## Short task A
Copy the labeling rows below line by line, word for word, and leave out the pictures.

I don't feel a little focused on Heaven.
I feel a LOT focused on Heaven.
Again, I'm not "ALL that".
Yikes, I have so far to go.
But I LOVE MY LORD, HIS WORD and MY FRIENDS.
I know my goal, and I am so thankful that my sweet Savior knows ME,
knows my heart,
knows my intentions.
So, I was a little fed up.
I admit it.
You see, my family is stuck with me.
My dear LORD and Heavenly Father are stuck with me.
That leaves you, my friends.
You, lucky folk that you are , are not stuck with me!
You can "unfriend" me if you want to.
Just take me right off of your friends list if I offend you.
It will NOT offend ME or hurt my feelings.
I would rather you did so, as a matter of fact, rather than you leave ugly and unkind comments on my page. I do not put ugly or unkind comments on my page directed towards you, nor do I post them on your wall. I have a very strict rule for myself to try to only leave uplifting and honest comments for others. If I have something to say that might be construed as confrontational, no matter how carefully I say it, then I will send it to you in a private message.
That is my Biblical understanding of addressing a matter of disagreement in the church. If you believe me to be sinning, please be so kind as to call me, message me, email me and let me know. I am open to discussion. You are on my friends list, because I think you are my friend.
But anyway, onward and upward...
Before even opening a facebook account we had a lot of family discussions. We discussed getting ad blocker first, to avoid the often pornographic ads that pop up on the side bar of facebook, which we did. We discussed family rules on what would and would not be appropriate content on our pages and on our friend's pages. (We have sometimes had to talk to our children about comments they have left and what some might construe from them and had to remove them. We have open access to each other's passwords and pages)
So after much discussion and thought, I finally opened a facebook account, this social networking venue, to reach out to my friends and family and share God's word with them. Our family uses facebook to grow spiritually ourselves ( I read tons of Bible articles on here), and to try to uplift and edify others.
Sometimes that means I have to s-t-r-e-t-c-h and grow a bit.
Sometimes I might be trying to encourage you to s-t-r-e-t-c-h and grow a bit. Sometimes I get my heart pricked and realize there is an area I need to do better in. Sometimes I try to pass that on to others, because surely I am not the only Christian that has some maturing to do.
So, see, I am going to continue to study and write Biblical articles. That's the point of my life. To grow and do what I can in my little corner of the world for my Father.
If you are on my friends list, I'll be writing to you, too.
Like anyone that writes Biblical articles,
I spend a lot of time in study and prayer each time I write.
I try to go over everything with a fine tooth comb.
I won't say it all perfectly but I will do my best.

## Short task B
In the post about using Facebook, what did the family get first to avoid the ads on the side bar?

## Supplied records
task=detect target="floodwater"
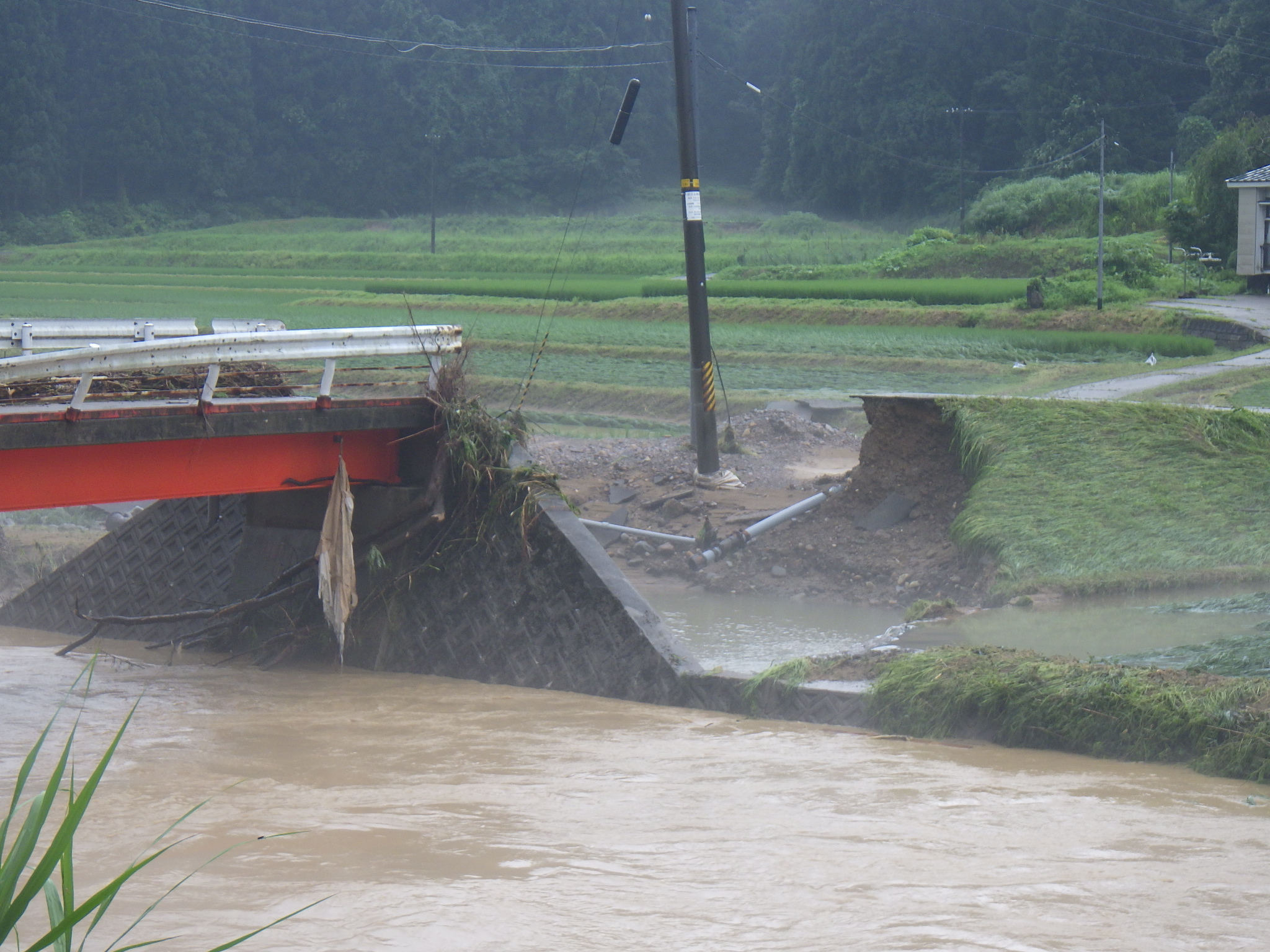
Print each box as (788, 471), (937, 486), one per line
(0, 630), (1270, 952)
(641, 585), (1270, 672)
(919, 589), (1270, 658)
(644, 586), (904, 672)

## Full answer A
task=detect target="floodwater"
Print each box as (788, 471), (937, 486), one per line
(0, 630), (1270, 952)
(641, 585), (1270, 672)
(919, 589), (1270, 658)
(644, 586), (904, 672)

## Full answer B
An ad blocker.